* START *
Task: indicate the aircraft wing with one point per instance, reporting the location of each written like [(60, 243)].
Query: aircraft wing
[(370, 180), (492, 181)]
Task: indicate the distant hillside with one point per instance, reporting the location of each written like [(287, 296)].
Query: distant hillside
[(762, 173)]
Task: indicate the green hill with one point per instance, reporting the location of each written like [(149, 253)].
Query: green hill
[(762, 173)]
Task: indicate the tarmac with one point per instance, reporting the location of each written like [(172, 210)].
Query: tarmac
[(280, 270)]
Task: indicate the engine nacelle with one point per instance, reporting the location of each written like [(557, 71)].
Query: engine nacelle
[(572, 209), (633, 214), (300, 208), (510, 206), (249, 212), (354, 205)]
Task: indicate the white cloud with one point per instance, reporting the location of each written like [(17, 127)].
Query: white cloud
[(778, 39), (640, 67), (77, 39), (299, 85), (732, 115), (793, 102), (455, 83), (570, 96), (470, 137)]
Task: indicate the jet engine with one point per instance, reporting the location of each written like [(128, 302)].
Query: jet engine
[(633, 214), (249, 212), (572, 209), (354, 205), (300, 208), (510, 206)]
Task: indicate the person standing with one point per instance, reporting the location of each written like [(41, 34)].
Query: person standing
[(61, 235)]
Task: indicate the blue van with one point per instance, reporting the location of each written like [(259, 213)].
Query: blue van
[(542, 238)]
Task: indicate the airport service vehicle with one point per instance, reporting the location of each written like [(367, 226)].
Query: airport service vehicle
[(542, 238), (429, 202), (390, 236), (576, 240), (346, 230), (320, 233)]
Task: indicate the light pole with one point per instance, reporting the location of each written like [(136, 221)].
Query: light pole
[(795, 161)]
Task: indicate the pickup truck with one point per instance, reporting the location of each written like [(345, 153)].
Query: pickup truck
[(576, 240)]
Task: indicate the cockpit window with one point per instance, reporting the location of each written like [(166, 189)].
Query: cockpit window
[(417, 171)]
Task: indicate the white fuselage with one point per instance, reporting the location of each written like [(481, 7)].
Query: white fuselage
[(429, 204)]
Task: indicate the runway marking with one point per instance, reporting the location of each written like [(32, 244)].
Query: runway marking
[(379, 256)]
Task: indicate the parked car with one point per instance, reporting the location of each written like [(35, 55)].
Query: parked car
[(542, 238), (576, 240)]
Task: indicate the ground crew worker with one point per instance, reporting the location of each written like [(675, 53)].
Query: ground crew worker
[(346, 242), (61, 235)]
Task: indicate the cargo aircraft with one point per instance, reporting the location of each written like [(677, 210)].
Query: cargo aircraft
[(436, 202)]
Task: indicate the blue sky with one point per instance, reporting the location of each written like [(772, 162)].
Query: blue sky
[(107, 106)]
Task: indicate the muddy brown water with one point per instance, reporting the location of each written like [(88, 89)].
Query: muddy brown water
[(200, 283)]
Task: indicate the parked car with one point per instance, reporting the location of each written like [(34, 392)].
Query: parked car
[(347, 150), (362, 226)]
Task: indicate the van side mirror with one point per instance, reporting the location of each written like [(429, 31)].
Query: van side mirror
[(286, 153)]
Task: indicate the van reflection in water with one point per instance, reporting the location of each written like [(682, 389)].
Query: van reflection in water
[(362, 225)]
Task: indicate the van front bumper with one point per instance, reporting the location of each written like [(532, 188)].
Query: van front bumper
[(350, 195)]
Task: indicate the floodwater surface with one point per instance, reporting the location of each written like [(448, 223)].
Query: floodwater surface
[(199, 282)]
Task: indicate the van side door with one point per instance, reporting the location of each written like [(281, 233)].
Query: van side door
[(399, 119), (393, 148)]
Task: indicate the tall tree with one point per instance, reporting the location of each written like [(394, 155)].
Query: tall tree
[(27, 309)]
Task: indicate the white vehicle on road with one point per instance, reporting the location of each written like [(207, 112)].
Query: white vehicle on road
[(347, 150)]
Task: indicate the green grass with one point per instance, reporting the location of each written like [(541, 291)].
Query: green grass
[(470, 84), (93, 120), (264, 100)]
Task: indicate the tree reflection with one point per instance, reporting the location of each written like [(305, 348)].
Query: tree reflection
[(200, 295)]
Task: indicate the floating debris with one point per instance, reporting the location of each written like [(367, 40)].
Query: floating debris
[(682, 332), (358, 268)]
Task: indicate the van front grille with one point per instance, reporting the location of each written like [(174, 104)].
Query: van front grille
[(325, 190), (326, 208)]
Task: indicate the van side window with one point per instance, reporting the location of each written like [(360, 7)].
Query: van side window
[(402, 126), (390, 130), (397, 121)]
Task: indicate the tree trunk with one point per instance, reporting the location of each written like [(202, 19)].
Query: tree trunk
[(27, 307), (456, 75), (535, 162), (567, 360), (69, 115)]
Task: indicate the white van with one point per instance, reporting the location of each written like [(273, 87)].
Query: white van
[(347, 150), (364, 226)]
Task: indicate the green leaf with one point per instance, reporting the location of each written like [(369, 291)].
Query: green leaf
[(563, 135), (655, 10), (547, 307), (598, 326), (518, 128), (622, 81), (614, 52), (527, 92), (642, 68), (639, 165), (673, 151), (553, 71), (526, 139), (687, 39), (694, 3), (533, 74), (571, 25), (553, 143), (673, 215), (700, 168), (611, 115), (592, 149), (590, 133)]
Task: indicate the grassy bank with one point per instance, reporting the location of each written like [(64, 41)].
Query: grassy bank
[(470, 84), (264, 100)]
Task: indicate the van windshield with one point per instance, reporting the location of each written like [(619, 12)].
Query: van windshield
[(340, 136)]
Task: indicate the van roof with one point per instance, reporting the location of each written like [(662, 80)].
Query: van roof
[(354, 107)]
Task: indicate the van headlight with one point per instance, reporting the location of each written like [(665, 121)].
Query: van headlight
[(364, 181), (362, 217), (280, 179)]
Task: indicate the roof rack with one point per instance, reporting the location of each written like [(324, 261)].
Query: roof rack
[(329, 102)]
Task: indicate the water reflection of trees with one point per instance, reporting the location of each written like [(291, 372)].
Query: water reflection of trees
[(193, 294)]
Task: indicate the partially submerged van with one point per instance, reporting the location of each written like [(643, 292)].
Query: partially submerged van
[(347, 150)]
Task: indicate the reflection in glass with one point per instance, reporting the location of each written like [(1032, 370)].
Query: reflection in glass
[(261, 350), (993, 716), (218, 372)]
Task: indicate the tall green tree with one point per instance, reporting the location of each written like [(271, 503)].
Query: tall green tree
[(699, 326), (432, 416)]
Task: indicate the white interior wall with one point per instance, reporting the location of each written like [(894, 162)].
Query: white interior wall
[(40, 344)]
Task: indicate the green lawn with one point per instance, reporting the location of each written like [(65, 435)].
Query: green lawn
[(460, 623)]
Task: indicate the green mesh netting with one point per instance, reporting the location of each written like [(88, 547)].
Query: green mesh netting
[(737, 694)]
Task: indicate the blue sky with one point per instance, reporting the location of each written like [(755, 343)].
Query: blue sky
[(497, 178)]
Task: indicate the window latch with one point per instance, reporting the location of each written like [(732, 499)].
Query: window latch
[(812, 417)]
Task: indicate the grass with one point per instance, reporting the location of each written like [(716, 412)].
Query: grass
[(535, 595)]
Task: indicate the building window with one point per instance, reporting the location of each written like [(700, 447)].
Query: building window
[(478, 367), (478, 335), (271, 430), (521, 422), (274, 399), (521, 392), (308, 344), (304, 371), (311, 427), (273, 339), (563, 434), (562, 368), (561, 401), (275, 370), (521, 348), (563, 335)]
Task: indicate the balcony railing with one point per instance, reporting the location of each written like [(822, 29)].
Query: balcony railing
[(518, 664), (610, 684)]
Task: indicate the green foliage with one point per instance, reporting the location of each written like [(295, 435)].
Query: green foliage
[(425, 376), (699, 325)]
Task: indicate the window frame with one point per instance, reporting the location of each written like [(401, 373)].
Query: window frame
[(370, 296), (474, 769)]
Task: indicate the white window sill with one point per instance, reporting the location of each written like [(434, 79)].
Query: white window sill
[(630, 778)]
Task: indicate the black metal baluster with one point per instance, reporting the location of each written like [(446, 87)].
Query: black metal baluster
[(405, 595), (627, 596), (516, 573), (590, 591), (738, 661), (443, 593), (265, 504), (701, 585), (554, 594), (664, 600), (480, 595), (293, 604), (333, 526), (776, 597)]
* END *
[PROBLEM STATEMENT] Can you rewrite the lines above, from the first one through the line containing "212), (354, 205)]", with "indicate" changed to "mark" throughout and nothing else altered? Give back only those lines.

[ANSWER TO THIS PROBLEM]
Task: mark the aircraft wing with one point per instance, reporting the location of each written like [(60, 243)].
Query: aircraft wing
[(370, 180), (492, 181)]
Task: mark the distant hillside with one point per instance, reporting the location of each written like [(287, 296)].
Query: distant hillside
[(762, 173)]
Task: mark the green hill with one point per instance, reporting the location of each written like [(149, 253)].
Query: green hill
[(762, 173)]
Task: mark the tarmac with one point per instance, reporting the location of each written like [(172, 210)].
Query: tarmac
[(280, 270)]
Task: mark the engine nacelle with one point per instance, reporting the location of each written like [(557, 71)].
Query: engine nacelle
[(572, 209), (633, 214), (300, 208), (510, 206), (249, 212), (354, 205)]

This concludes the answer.